> **PROBLEM REQUIREMENTS**
Copy out the records below, substituting "Every instance" for every "Each instance" and keeping everything else the same.

--- start TASK INPUTS ---

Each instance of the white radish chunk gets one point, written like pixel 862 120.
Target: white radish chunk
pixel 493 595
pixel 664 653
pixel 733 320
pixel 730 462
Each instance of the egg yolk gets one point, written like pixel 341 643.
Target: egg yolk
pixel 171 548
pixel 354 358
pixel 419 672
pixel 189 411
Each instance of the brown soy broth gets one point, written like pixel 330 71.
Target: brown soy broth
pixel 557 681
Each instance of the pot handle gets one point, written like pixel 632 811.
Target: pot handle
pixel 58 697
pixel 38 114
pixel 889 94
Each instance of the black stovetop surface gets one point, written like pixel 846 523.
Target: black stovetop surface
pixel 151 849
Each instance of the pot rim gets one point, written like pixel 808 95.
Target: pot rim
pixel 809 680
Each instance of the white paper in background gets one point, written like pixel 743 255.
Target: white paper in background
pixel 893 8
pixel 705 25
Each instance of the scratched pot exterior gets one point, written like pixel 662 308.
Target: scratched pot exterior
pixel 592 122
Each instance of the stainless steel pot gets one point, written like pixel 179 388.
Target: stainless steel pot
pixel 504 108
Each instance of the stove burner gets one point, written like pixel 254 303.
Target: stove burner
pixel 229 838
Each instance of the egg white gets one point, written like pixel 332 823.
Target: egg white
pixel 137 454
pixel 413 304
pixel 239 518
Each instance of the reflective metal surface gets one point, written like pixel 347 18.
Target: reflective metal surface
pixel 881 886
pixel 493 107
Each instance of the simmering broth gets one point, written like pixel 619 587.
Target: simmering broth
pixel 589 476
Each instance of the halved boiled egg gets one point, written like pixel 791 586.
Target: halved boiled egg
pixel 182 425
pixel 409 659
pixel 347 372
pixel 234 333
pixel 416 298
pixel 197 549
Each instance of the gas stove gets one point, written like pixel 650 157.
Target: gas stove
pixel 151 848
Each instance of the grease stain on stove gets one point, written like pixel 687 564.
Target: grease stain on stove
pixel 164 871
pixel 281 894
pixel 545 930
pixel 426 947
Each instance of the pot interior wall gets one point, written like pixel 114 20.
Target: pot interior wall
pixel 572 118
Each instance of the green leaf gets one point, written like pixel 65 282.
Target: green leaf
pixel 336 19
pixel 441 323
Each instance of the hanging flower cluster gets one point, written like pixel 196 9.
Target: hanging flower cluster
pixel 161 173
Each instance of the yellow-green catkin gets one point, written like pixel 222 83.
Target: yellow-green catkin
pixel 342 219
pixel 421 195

--- end TASK INPUTS ---

> **SOLVED PROBLEM**
Every instance of the white radish chunk gets one point, written like pixel 862 120.
Target: white radish chunk
pixel 493 595
pixel 664 653
pixel 733 320
pixel 730 462
Every instance of the egg yolk gets one point, written like pixel 341 643.
Target: egg yolk
pixel 171 548
pixel 354 358
pixel 419 672
pixel 189 411
Every instance of the brown soy broth gets one point, written like pixel 330 71.
Target: brown soy broth
pixel 557 681
Every instance of the pot handle gets one point, written like pixel 632 811.
Target: pot handle
pixel 58 697
pixel 38 114
pixel 889 94
Every instance of the black stovetop surface gets one point, written like pixel 846 523.
Target: black stovetop surface
pixel 151 849
Every instance of the pot rim gets one point, written like pixel 808 95.
Target: pot rim
pixel 809 680
Every instance of the white paper in background gets one point, written like pixel 743 255.
Target: white paper in background
pixel 893 8
pixel 705 25
Every instance of the scratched pot exterior gets one point, written like pixel 662 308.
Target: scratched pot exterior
pixel 592 122
Every instance of the stainless steel pot gets one point, written like pixel 179 388.
Target: stainless steel pot
pixel 504 108
Every instance of the stove burner gets one point, written like pixel 254 303.
Target: stove burner
pixel 229 838
Every instance of the egg white gets one point, written like pixel 332 823.
Target: egg white
pixel 137 454
pixel 413 304
pixel 239 518
Every instance of the reflective metal surface gets one point, written like pixel 347 18.
Target: reflective metal surface
pixel 881 886
pixel 493 107
Every instance of the simmering broth gets one point, written like pixel 619 587.
Target: simmering broth
pixel 589 476
Every instance of the halved boiled egg gets one point, written like pixel 791 586.
Target: halved boiled egg
pixel 182 425
pixel 409 659
pixel 347 372
pixel 234 333
pixel 416 298
pixel 197 549
Every instance of the gas stove gets one point, written like pixel 650 157.
Target: gas stove
pixel 151 848
Every instance of the grease stain on stove gets one point, written like pixel 687 564.
Target: grease stain on stove
pixel 164 871
pixel 281 894
pixel 545 930
pixel 426 947
Every instance of the pot interior wall gets one point, written like pixel 114 20.
Target: pot interior wall
pixel 572 118
Every instance of the green leaf gets one point, written like pixel 65 282.
Target: green leaf
pixel 336 19
pixel 441 323
Every instance of the hanging flower cluster gets one point, written like pixel 196 9.
Target: hanging flower cluster
pixel 161 173
Every instance of the yellow-green catkin gets one point, written like pixel 222 83.
Target: yellow-green catkin
pixel 342 219
pixel 421 195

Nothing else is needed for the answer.